### TEXTE FOURNI
┌──

Le charme de la démesure
Publié le 26 août 2020
Nous avons profité d’un voyage de plus de 1 500 km dans la Baie Géorgienne et les Hautes-Terres, en Ontario, pour essayer la nouvelle Kawasaki Z H2 en profondeur et voir ce qu’elle avait à offrir.
Photos © Didier Constant et Kawasaki
La nouvelle Kawasaki Z H2 est un hyperroadster au look inédit qui a la particularité d’être propulsé par un quatre cylindres en ligne suralimenté de 998 cc crachant 200 chevaux (plus de 320 dans la H2 R) pour plus de 100 lb-pi de couple. Énorme pour un roadster ! C’est la seule moto de son genre, même si visuellement, elle fait penser à la Z900. Elle se mesure aux Aprilia Tuono V4 1100, Ducati Streefighter V4, KTM Superduke 1290 et Yamaha MT-10.

└──

### EXTRAIT DES DONNÉES
┌──

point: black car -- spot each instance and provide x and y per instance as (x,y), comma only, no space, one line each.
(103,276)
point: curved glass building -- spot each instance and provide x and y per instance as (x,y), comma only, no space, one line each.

└──

### LISTE DES CONSIGNES
#1 Dans l'essai de la Kawasaki Z H2, quelle est la cylindrée du moteur de cette moto ?
#2 Poursuivez l'essai de la Kawasaki Z H2 à partir de sa dernière phrase.

### RÉSULTATS DE L'EXERCICE
#1 Le moteur de la Kawasaki Z H2 a une cylindrée de 998 cc.

#2
La beauté est dans les yeux de celui qui regarde
Quand j’ai vu la Z H2 sur le stationnement de Kawasaki, son look m’a désarçonné. J’avais beau m’y attendre — je l’avais déjà croisée lors de différents salons —, là, en chair et en os, elle m’est apparue extravagante, déplacée. Les goûts et les couleurs, c’est personnel et ça ne se discute pas. Et dans le cas de la Z H2 — comme des autres membres de la famille H2 d’ailleurs — je n’accroche pas. Le design Sugomi mis de l’avant par la firme d’Akashi depuis une dizaine d’années ne me séduit pas vraiment. Trop futuriste, trop tourmenté, trop massif. Sans compter la multiplication des assemblages plastiques de qualité moyenne et les éléments apparents qui gâchent la finition. Pour ce qui est des couleurs, j’aime bien en revanche. Le vert du cadre tubulaire et des éléments de décoration est sublime, alors que les motifs gris façon tatouages tribaux, sur le fond noir brillant, apportent une touche originale.
En selle !
Puis, je me suis assis sur la Kawa et j’ai immédiatement compris que la Z H2 et moi, nous aurions une relation difficile. En effet, le réservoir à essence est extrêmement large dans sa partie médiane et on a les genoux qui cognent dessus constamment en plus d’être exagérément écartés, ce qui nuit à l’agrément de conduite et au confort. La selle qui culmine à 830 mm est relativement haute, mais elle est plus confortable qu’elle en a l’air. Un peu ferme, mais convenable, mieux même que sur d’autres roadsters concurrents. En revanche le gabarit de la bête est impressionnant. Elle est large et lourde. Massive !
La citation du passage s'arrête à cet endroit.